- [DIRECTIVES]
a. In the Lucene issue comment, rewrite the passage starting at "Uwe Schindler commented" and ending at "time to time.", swapping "incremental indexing" for "batch indexing".
b. In the Lucene issue comment, which map does the quoted writer question Lucene's use of?
c. Using the Lucene issue comment, explain why the quoted writer expects the reap to be extremely rare.

- [EXTRACT TO READ]
[jira] [Commented] (LUCENE-4930) Lucene's use of WeakHashMap at index time prevents full use of cores on some multi-core machines, due to contention

Uwe Schindler (JIRA) Fri, 12 Apr 2013 11:48:17 -0700

    [ 
https://issues.apache.org/jira/browse/LUCENE-4930?page=com.atlassian.jira.plugin.system.issuetabpanels:comment-tabpanel&focusedCommentId=13630472#comment-13630472
 ]


Uwe Schindler commented on LUCENE-4930:
---------------------------------------

Hi,

{quote}
However I'm not really sure if I understand the reason for lucene to actually 
use a WeakKeyHashMap here:
I may be wrong but wouldn't that reap actually only happen when the Interface 
class itself is unloaded? That should be an extremely rare thing, or? If I 
understand the purpose of that code correctly it is meant to prevent a memory 
wasting for cases where the user does incremental indexing from time to time.

- [MATERIAL SUPPLIED]
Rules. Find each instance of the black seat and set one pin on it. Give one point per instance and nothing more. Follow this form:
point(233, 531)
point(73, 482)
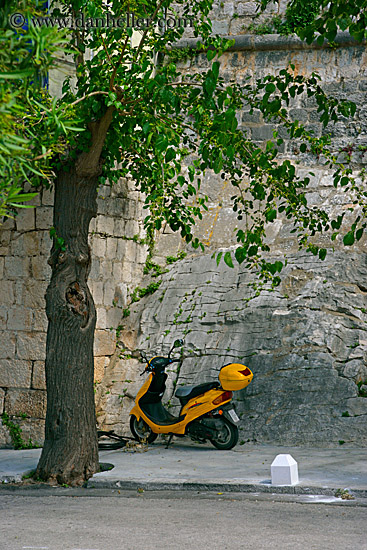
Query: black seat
point(185, 393)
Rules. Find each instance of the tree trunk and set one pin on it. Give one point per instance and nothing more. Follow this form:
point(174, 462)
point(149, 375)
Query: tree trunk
point(70, 452)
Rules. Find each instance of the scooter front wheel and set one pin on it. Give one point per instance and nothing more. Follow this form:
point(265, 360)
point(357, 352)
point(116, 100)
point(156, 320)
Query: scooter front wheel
point(141, 431)
point(226, 437)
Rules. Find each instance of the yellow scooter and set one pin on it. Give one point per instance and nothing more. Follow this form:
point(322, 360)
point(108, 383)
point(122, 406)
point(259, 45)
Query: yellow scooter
point(206, 412)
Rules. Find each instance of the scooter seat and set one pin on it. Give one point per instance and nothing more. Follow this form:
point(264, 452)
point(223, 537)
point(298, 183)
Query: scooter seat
point(188, 392)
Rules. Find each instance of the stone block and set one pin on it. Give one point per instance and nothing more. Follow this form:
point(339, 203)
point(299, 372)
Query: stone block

- [COMPLETE ANSWERS]
a.
Uwe Schindler commented on LUCENE-4930:
---------------------------------------

Hi,

{quote}
However I'm not really sure if I understand the reason for lucene to actually 
use a WeakKeyHashMap here:
I may be wrong but wouldn't that reap actually only happen when the Interface 
class itself is unloaded? That should be an extremely rare thing, or? If I 
understand the purpose of that code correctly it is meant to prevent a memory 
wasting for cases where the user does batch indexing from time to time.

b. WeakKeyHashMap.

c. The writer thinks the reap would only happen when the Interface class itself is unloaded. That should be an extremely rare event.